:: Source text ::

▶

Lab 2. Tree Building with UPGMA

Notes:

Read this entire handout and complete the Prelab Exercise, submitting it BEFORE you come to lab.
Turn in your assignment via the link on the lab website: https://gledits2.github.io/biol_200/index.html
Please bring Lab 1, including your completed tree.
Please bring a calculator.
Make sure you are familiar with new terms before coming to lab. We suggest you build your own personal vocabulary notebook by writing out definitions. Use the glossary or index of your text, lecture notes, an online dictionary, etc. There are also excellent biological dictionaries in the reference section of the Science Library.
Link to PDF version of this handout.

Objectives:

Understand characters and character states as applied to phylogenetics.
Use the scientific process as an investigative tool.
Visit the greenhouse and practice scoring character states on live plants.
Learn the UPGMA algorithm for building a tree from your own data.

◀

:: To do ::
[a] Which earlier lab does the UPGMA lab handout ask students to bring?
[b] Pick up the UPGMA lab handout after its last objective and write the section that comes next.

:: Records provided ::
▶

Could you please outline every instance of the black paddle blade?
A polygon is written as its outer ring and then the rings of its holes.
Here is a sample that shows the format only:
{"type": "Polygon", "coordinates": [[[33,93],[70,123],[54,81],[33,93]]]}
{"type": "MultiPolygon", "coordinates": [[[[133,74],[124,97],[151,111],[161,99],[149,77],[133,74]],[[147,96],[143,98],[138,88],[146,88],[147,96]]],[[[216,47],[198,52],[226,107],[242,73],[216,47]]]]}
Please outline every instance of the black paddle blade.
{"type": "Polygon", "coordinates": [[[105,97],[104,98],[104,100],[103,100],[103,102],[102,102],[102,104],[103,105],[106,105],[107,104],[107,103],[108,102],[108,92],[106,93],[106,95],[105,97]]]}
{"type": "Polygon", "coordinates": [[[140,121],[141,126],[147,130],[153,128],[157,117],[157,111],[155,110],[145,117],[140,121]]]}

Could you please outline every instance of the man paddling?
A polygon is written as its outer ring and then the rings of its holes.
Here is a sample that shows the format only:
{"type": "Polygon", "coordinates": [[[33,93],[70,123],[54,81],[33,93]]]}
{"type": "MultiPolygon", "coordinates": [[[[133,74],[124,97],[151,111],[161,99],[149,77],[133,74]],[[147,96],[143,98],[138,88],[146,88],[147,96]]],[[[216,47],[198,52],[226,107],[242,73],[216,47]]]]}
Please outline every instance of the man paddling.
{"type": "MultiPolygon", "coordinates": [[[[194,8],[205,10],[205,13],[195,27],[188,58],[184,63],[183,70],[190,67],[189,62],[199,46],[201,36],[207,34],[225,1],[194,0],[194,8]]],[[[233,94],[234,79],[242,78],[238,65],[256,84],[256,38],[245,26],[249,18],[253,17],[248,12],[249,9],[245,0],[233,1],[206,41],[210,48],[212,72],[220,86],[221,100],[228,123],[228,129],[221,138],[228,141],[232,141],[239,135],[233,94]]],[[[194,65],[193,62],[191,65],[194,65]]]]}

◀

:: Answer list ::
[a] Lab 1, including the completed tree.

[b]
KEY WORDS: character; character state; systematics; morphology; ancestral; derived; UPGMA; algorithm; dendrogram; cladogram

1 Overview

Last week we learned how to read and interpret phylogenetic trees. But how do we know how species are related phylogenetically? At some level, we all have an intuitive sense of some species relationships. For example, it’s probably fair to say that everyone knows that lions are more closely related to jaguars than they are to wolves, right? Lions just look much more like jaguars than they do wolves. But let’s think of a more specific example: are lions more closely related to tigers or to jaguars? That’s not so intuitive, is it?How could we infer the phylogeny of these organisms?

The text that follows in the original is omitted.